Reproduce word for word the portion of the walk account below starting with "After our walk, as" and going on through "owned the land.".

* Text passage *
* * * * *
A walk in Lichtnstein

This afternoon, on a gorgeous sunny day (52°F!) we made out to the property for a nice brunch & walk. Since the previous owners were so thoughtful to take their picnic table with them, we hauled our picnic table in and had a quick Subway lunch. Then we set out towards the west half of our south border to post some more signs. That piece of the property is probably the one that we will see the least of, since it is not easily accessible. However now with all the leaves gone it is truly gorgeous! There are a lot of hidden bluffs and rocks and trees (birch trees). At the bottom of the steep hill there is a wide ditch that probably hasn't seen water in a long time - if the size of the trees that are groing in the ditch are any indication.

After our walk, as we were leaving the property, we met Tom our westerly neighbor who was gonna check up on the property. Tom's the son-in-law of the farmer who originally owned the land.
* * * * *
(Dataset excerpt)
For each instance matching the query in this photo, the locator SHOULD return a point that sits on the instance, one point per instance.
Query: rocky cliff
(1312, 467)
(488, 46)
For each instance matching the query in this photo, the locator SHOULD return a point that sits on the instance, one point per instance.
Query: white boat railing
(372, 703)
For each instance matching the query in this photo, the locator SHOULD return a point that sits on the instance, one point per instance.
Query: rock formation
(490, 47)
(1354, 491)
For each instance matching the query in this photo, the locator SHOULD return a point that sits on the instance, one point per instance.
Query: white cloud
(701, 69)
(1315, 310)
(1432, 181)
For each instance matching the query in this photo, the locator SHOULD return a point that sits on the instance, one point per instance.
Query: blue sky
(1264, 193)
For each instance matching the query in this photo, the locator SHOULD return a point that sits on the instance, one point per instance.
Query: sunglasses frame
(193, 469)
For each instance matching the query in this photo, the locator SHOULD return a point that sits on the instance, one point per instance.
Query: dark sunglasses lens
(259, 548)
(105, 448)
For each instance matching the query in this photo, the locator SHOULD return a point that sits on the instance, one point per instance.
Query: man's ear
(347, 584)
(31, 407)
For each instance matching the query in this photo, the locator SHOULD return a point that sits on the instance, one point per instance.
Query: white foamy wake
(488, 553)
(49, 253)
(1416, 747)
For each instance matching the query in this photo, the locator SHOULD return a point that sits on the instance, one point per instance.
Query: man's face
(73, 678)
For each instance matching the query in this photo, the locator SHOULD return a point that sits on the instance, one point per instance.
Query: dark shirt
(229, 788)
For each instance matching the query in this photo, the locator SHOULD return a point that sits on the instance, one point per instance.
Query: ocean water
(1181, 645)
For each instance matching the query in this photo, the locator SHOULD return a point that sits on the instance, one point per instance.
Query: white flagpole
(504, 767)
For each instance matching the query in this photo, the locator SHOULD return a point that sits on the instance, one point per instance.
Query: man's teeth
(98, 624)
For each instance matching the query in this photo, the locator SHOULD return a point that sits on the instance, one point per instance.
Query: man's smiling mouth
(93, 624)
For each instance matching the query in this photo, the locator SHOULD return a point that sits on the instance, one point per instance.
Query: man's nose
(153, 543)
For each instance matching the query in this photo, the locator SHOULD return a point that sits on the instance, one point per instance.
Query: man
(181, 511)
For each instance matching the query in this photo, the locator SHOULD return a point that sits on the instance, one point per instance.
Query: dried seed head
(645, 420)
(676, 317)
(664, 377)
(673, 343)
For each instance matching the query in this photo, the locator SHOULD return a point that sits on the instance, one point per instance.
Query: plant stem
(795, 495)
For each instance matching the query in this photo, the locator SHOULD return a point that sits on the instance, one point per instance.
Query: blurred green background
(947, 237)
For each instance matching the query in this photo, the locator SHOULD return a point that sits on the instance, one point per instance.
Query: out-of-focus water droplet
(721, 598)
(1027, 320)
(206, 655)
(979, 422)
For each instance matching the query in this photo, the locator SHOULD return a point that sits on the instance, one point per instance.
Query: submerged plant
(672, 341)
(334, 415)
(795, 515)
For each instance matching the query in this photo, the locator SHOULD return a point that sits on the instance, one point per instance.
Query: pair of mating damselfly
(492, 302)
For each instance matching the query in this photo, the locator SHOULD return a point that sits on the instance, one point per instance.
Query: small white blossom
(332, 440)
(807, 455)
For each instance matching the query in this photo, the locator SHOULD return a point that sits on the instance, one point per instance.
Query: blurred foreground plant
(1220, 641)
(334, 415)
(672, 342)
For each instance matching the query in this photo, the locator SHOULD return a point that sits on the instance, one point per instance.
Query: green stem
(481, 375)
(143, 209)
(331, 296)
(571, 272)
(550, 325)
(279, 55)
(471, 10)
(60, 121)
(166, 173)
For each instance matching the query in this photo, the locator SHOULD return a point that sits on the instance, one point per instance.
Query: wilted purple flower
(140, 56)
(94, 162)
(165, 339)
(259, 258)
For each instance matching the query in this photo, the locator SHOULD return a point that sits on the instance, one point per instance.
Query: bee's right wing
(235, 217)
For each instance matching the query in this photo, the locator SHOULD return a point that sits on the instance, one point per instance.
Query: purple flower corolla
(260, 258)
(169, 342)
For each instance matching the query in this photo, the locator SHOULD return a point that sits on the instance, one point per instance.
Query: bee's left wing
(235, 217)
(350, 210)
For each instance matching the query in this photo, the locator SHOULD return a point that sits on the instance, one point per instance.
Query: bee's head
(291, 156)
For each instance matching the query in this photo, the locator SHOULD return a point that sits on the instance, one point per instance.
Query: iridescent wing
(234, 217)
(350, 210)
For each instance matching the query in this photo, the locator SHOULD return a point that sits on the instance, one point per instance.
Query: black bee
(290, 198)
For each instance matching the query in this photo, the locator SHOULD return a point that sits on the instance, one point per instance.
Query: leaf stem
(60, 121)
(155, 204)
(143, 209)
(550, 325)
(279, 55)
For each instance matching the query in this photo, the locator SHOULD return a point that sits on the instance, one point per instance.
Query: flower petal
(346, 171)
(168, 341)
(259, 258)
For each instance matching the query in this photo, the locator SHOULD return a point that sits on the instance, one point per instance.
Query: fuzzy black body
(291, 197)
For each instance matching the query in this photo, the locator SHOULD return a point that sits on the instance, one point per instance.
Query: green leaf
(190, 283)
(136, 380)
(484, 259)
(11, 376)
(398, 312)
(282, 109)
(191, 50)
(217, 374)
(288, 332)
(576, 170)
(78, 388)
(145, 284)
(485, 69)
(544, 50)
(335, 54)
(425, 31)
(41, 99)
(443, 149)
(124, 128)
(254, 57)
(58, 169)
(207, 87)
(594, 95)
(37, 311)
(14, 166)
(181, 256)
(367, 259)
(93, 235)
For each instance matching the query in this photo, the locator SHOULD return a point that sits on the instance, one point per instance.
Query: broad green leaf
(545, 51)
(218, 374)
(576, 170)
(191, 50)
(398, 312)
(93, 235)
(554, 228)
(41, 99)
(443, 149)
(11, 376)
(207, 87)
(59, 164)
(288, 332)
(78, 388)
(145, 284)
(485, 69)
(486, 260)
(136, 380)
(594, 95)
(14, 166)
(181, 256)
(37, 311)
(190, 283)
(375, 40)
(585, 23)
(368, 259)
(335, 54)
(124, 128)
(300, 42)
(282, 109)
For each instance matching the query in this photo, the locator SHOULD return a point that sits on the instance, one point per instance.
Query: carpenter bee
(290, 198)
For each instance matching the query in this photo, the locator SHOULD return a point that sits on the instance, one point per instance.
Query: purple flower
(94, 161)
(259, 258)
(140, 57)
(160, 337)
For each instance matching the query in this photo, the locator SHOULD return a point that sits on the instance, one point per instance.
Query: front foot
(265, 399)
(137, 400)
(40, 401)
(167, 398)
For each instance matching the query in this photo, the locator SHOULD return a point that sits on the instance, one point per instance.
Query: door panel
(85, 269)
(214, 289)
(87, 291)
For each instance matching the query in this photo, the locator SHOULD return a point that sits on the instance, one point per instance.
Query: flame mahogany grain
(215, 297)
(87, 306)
* * * * *
* Written response *
After our walk, as we were leaving the property, we met Tom our westerly neighbor who was gonna check up on the property. Tom's the son-in-law of the farmer who originally owned the land.